World`s first trial of suspended human animation set to begin this month

In a first, a team of surgeons will begin the suspended human animation trials this month using a new technique at the UPMC Presbyterian Hospital in Pittsburgh, Pennsylvania.

Zee Media Bureau

Washington: In a first, a team of surgeons will begin the suspended human animation trials this month using a new technique at the UPMC Presbyterian Hospital in Pittsburgh, Pennsylvania.

The technique will initially be used on 10 patients in an attempt to save them from their nearly fatal injuries.

A team of surgeons will remove all of the patient`s blood, replacing it with a cold saline solution.
This will cool the body, slowing its functions to a halt and reducing the need for oxygen.

“We are suspending life, but we don`t like to call it suspended animation because it sounds like science fiction,” Doctor Samuel Tisherman, the surgeon who will lead the trial, told New Scientist.

“So we call it emergency preservation and resuscitation,” he said.

The technique was developed by Doctor Peter Rhee, who successfully managed to test it on pigs in the year 2000. In 2006, Dr Rhee and his colleagues published the results of their subsequent research.

After inducing fatal wounds in the pigs by cutting their arteries with scalpels, the team replaced the pigs` blood with saline, which lowered their body temperature to 10 degrees Celsius.

DESCRIPTION OF THE TASK: Continue the article on the suspended human animation trial, picking up after its final sentence.

INFORMATION GIVEN:

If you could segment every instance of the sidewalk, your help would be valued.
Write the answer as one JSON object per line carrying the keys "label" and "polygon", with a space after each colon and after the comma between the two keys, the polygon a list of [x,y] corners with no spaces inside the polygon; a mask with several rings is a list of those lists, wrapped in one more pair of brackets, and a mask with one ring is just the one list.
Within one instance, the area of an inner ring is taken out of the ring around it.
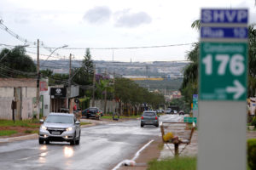
{"label": "sidewalk", "polygon": [[[247,138],[256,139],[256,131],[247,131]],[[196,156],[198,147],[197,139],[198,132],[195,131],[190,144],[189,144],[183,151],[181,156]],[[174,157],[174,155],[166,146],[164,146],[162,150],[161,146],[162,140],[161,137],[160,136],[158,139],[154,139],[154,141],[149,146],[148,146],[144,150],[142,151],[139,157],[135,160],[136,165],[134,167],[121,166],[118,170],[146,170],[148,168],[148,162],[154,159],[163,160],[166,158]],[[183,145],[180,146],[180,150],[183,147]],[[174,150],[173,144],[171,145],[171,149]]]}

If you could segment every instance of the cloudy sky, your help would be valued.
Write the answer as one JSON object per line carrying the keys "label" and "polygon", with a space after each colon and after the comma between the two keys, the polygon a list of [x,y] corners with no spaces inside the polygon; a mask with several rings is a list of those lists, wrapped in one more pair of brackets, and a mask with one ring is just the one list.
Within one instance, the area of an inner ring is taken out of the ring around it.
{"label": "cloudy sky", "polygon": [[[19,37],[39,39],[47,47],[68,45],[49,60],[69,54],[81,60],[84,48],[91,48],[97,60],[169,61],[186,60],[189,43],[198,41],[191,24],[201,8],[248,8],[250,23],[256,23],[254,5],[254,0],[0,0],[0,19]],[[1,28],[0,44],[24,44]],[[187,45],[108,49],[172,44]],[[33,47],[26,49],[34,59]],[[40,48],[40,54],[50,51]]]}

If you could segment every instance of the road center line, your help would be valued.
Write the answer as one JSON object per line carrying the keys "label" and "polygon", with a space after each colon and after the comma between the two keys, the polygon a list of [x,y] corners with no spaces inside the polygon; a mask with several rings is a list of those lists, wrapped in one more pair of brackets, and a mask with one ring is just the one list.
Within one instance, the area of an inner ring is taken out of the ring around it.
{"label": "road center line", "polygon": [[[143,151],[145,148],[147,148],[152,142],[154,141],[154,139],[150,140],[149,142],[148,142],[148,144],[146,144],[145,145],[143,145],[134,156],[134,157],[131,159],[132,161],[135,161],[140,155],[141,151]],[[121,167],[121,165],[123,164],[123,162],[125,160],[123,160],[122,162],[120,162],[119,164],[117,164],[112,170],[117,170],[118,168],[119,168]]]}

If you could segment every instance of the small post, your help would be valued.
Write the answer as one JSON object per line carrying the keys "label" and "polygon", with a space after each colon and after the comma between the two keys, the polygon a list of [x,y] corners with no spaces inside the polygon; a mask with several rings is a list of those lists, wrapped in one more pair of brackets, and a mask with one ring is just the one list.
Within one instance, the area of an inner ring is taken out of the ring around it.
{"label": "small post", "polygon": [[12,100],[12,110],[13,110],[13,121],[14,123],[15,123],[15,109],[16,109],[16,102],[15,100]]}
{"label": "small post", "polygon": [[175,153],[175,157],[178,156],[178,144],[174,144],[174,153]]}

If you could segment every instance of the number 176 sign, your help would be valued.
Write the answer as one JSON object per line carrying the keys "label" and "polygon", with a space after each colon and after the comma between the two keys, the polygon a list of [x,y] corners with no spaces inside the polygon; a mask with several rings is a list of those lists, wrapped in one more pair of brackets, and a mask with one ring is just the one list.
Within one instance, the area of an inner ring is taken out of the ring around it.
{"label": "number 176 sign", "polygon": [[247,42],[201,43],[201,99],[245,100],[247,46]]}

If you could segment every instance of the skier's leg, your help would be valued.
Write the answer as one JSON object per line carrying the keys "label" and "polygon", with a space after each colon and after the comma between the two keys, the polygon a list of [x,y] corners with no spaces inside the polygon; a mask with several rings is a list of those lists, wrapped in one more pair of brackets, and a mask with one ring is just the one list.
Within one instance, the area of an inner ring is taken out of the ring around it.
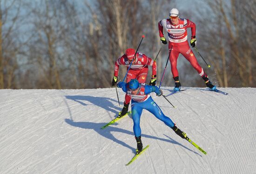
{"label": "skier's leg", "polygon": [[[133,104],[134,103],[134,104]],[[135,137],[141,135],[141,130],[140,126],[140,120],[143,108],[140,103],[132,102],[132,118],[133,121],[133,131]]]}
{"label": "skier's leg", "polygon": [[[136,78],[136,74],[135,74],[133,71],[129,70],[128,73],[127,74],[127,76],[126,78],[126,82],[128,83],[131,80],[135,79]],[[128,108],[129,107],[129,104],[131,101],[131,97],[127,94],[125,94],[125,100],[123,104],[123,107],[122,111],[119,113],[118,115],[119,117],[121,117],[127,114],[128,112]]]}
{"label": "skier's leg", "polygon": [[171,63],[171,69],[173,79],[175,81],[175,87],[174,88],[174,91],[177,91],[180,90],[181,87],[181,83],[179,80],[179,73],[177,69],[177,60],[180,54],[180,51],[178,45],[173,45],[172,47],[172,45],[169,44],[169,51],[171,51],[171,48],[172,50],[170,54],[170,57],[169,57],[169,60]]}
{"label": "skier's leg", "polygon": [[205,82],[205,84],[207,87],[212,90],[216,89],[216,86],[212,84],[211,82],[208,79],[208,76],[205,73],[203,69],[198,63],[196,58],[188,43],[187,43],[186,44],[182,45],[181,48],[181,52],[184,57],[185,57],[185,58],[190,63],[190,64],[194,69],[197,71],[199,75],[202,77]]}
{"label": "skier's leg", "polygon": [[152,113],[155,117],[163,121],[164,124],[170,128],[174,126],[175,124],[173,121],[170,118],[164,115],[160,107],[153,100],[151,97],[145,102],[147,102],[146,104],[144,105],[145,109]]}
{"label": "skier's leg", "polygon": [[[148,99],[148,100],[149,99]],[[186,138],[187,137],[187,134],[177,127],[175,124],[174,124],[171,119],[165,116],[157,104],[155,103],[152,99],[151,99],[152,100],[152,101],[150,101],[150,100],[148,101],[149,101],[149,103],[152,105],[150,106],[149,104],[148,104],[147,105],[147,108],[145,108],[145,109],[153,114],[155,117],[162,121],[166,125],[171,128],[177,135],[180,136],[182,138]]]}
{"label": "skier's leg", "polygon": [[140,126],[140,120],[143,108],[140,106],[140,103],[132,101],[132,116],[133,120],[133,131],[135,139],[137,142],[137,149],[136,152],[139,154],[142,150],[143,145],[141,140],[141,130]]}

ANSWER BOX:
While all the control pigs died, those who were warmed back up at a medium speed demonstrated a 90 percent survival rate, although some of their hearts had to be given a jump start. Afterwards, the pigs demonstrated no physical or cognitive impairment.

The technique, therefore, will only be used as an emergency measure on patients who have suffered cardiac arrest after severe traumatic injury, with their chest cavity open and having lost at least half their blood already-injuries that see only a seven percent survival rate.

The survival rate of these patients will then be measured against a control group that has not received the treatment before further testing can begin.

Even as the medics are now ready to try the technique on humans, they will require the right patient to carry out the trial.